Dataset entries:
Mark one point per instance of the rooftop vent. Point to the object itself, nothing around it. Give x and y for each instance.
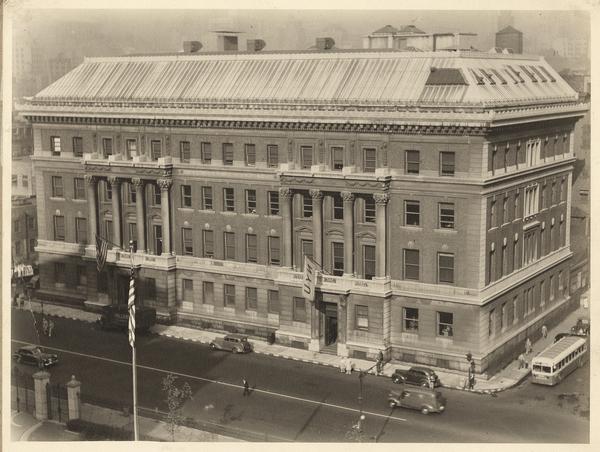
(255, 45)
(325, 43)
(191, 46)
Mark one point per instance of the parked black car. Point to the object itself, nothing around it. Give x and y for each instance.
(34, 355)
(419, 376)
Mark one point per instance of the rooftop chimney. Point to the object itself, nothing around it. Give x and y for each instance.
(255, 45)
(325, 43)
(191, 46)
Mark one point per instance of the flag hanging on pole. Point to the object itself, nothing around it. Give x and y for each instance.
(131, 308)
(101, 252)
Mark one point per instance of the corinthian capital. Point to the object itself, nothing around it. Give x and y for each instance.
(285, 193)
(381, 198)
(316, 194)
(164, 184)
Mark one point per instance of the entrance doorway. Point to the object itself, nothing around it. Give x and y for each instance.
(330, 323)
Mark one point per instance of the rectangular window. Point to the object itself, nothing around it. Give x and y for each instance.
(362, 317)
(369, 209)
(251, 299)
(251, 254)
(306, 157)
(77, 147)
(186, 196)
(81, 230)
(272, 156)
(412, 213)
(412, 162)
(228, 200)
(150, 289)
(59, 272)
(299, 314)
(445, 324)
(229, 245)
(273, 203)
(227, 154)
(107, 147)
(410, 320)
(229, 295)
(446, 163)
(184, 151)
(208, 292)
(187, 242)
(337, 158)
(369, 160)
(307, 206)
(205, 153)
(274, 251)
(446, 268)
(250, 155)
(446, 215)
(156, 149)
(411, 264)
(250, 201)
(273, 301)
(131, 148)
(59, 228)
(207, 198)
(338, 258)
(55, 146)
(208, 243)
(78, 188)
(338, 207)
(369, 261)
(187, 286)
(57, 187)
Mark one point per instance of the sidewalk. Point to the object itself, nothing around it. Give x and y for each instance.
(505, 379)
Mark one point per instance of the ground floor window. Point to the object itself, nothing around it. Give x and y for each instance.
(411, 320)
(445, 324)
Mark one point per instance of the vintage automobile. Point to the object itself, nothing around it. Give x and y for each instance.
(419, 376)
(423, 399)
(34, 355)
(235, 343)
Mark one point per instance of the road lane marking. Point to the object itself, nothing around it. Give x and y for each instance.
(223, 383)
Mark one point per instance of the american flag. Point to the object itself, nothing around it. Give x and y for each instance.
(131, 307)
(101, 251)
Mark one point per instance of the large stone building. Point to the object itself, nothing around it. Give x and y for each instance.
(432, 187)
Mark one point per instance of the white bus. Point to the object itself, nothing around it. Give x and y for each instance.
(559, 360)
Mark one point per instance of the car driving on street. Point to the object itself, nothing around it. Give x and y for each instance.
(34, 355)
(235, 343)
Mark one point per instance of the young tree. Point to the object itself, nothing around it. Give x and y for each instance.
(176, 397)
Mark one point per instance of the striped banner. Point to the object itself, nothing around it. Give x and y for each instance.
(131, 308)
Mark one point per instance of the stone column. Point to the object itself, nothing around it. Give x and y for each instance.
(140, 206)
(92, 195)
(381, 200)
(342, 325)
(73, 398)
(41, 380)
(317, 197)
(348, 199)
(115, 184)
(287, 236)
(165, 185)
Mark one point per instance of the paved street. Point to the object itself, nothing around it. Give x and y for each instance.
(298, 401)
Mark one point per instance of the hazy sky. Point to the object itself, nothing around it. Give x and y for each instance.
(111, 32)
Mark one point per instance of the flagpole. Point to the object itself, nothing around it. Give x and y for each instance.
(133, 364)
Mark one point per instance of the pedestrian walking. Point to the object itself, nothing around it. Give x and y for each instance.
(45, 326)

Your objective:
The answer is a portion of the data. Write out exactly the line with "Mark one point per instance of the hazy" and all lines after it.

Task response:
Mark one point per instance of the hazy sky. Point to the object itself, nothing around it. Give x and y for each instance.
(111, 32)
Mark one point per instance of the flagpole. Point to the object itself, nothing around it. Give x and y for each instance.
(133, 364)
Mark one point per instance of the pedestrian walking. Point to the object itself, nothing around it. Give x and y for each instance.
(45, 326)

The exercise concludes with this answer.